AIM OF THE TASK
Return each line of the records below word for word, without the pictures.
## START DATA SECTION
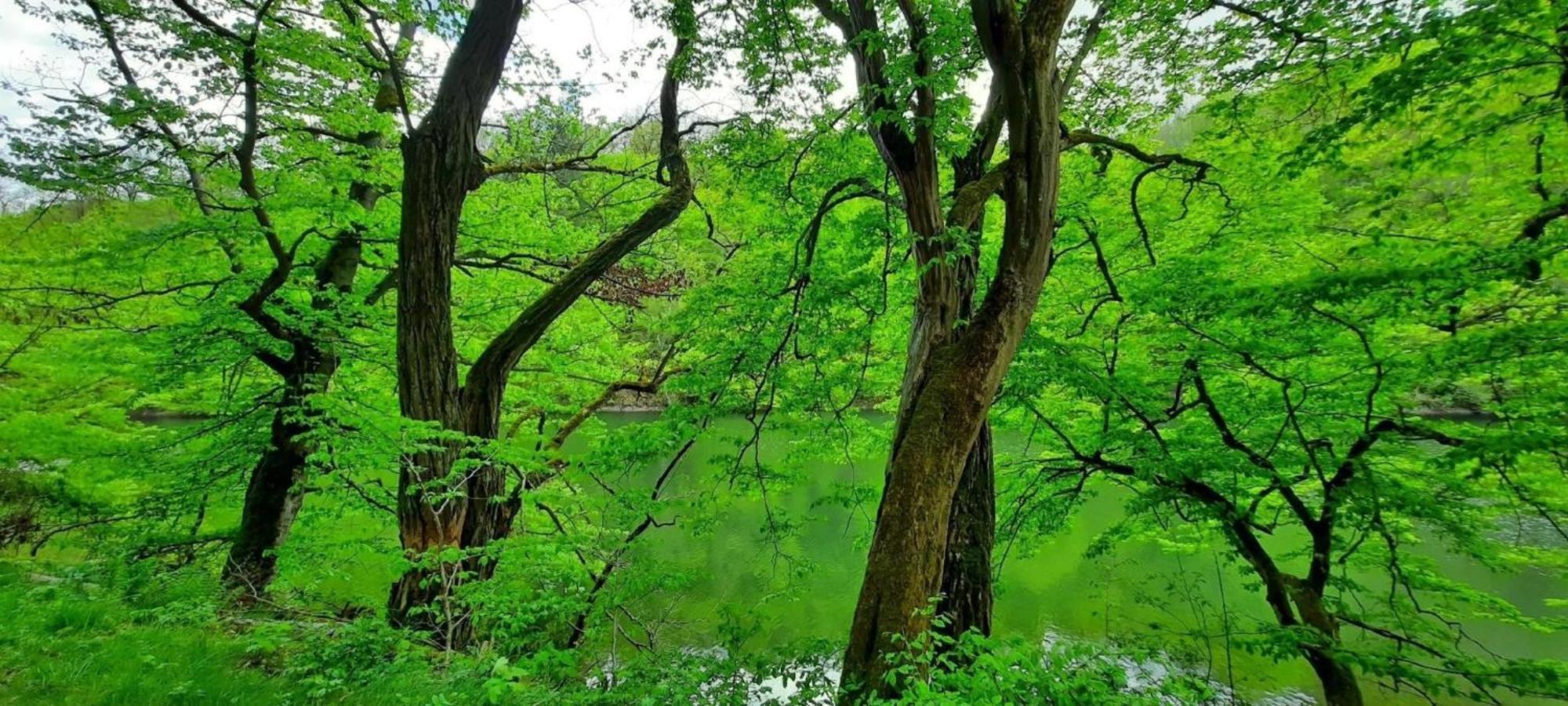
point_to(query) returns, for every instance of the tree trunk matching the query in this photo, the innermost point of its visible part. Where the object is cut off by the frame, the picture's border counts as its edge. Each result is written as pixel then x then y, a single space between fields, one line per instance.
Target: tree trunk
pixel 272 501
pixel 449 498
pixel 1340 682
pixel 274 495
pixel 971 534
pixel 962 376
## END DATA SECTION
ANSWER TO THIS TASK
point_to(query) returns, for every instance of the tree trunk matching the query in this photo, the innermost point of its visible part. Where the object is cut off by the frame, the picture's border counts as its edge. Each result is written as pixel then x then y, a single space between fields, one line per instance.
Target: tree trunk
pixel 272 501
pixel 449 498
pixel 1340 682
pixel 274 495
pixel 971 534
pixel 962 376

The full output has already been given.